For the life of me, after four-plus decades in journalism, I still don’t get people’s attraction for conspiracy theories, the wilder the better. One of my operating principles has always been that the more complex, outrageous the theory being proposed, the simpler the probable answer: It’s about money; it’s about sex; it’s about fear/ignorance. It’s B.S.

So, personally, I am inclined to accept NASA’s statement that there is no mysterious planet hurtling to Earth because they — or one of the millions of other humans who scan the night skies with really good telescopes would have seen it by now. And I accept Google’s explanation that the blank spot on its sky photo was the result of technical problems involving one of their many source for the data. I add credence to this explanation by also accepting the argument that, since GoogleSky is a picture of the actual sky, anyone could simply go outside, look through their telescope at the area in question and see what was there and take their own picture. Apparently no one has thought of doing this.

[What this task involves]: Please carry the column on conspiracy theories and the blank patch in GoogleSky forward from its final sentence.

[Collected material]:

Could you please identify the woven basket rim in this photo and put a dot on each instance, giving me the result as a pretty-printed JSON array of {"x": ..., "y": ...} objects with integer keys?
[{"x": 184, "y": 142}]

[Reply]:
Simple, common sense explanations.

I also subscribe to the late Carl Sagan’s principle that “extraordinary claims demand extraordinary levels of evidence if they are to be believed.”

And the claims about Nibiru are nothing if not extraordinary. Still, I ventured relatively objectively into the Internet universe to research the subject until I stumbled on the origin of the Nibiru story.

In a nutshell: The doomsday scenario of collision with another planet was first described in 1995 by Nancy Lieder, a self-described “contactee.” She claims to be able to receive messages through an implant in her brain from aliens in the Zeta Reticuli star system. She says she was chosen to warn mankind of an impending planetary collision which would wipe out humanity in May 2003. Oh yeah, this catastrophe was supposed to happen eight years ago, but when it didn’t, the doomsday fans looked around and found the Mayan calendar prediction of a 2012 cataclysmic end. Convenient, no?

Lieder gave the planet the name “Planet X,” which astronomers traditionally reserve for planets yet undiscovered. She further attached it to a popular book, “The Twelfth Planet,” which pinned the Nibiru story on ancient Sumerians, who supposedly believed humans evolved on Nibiru and stopped briefly on Earth to colonize it.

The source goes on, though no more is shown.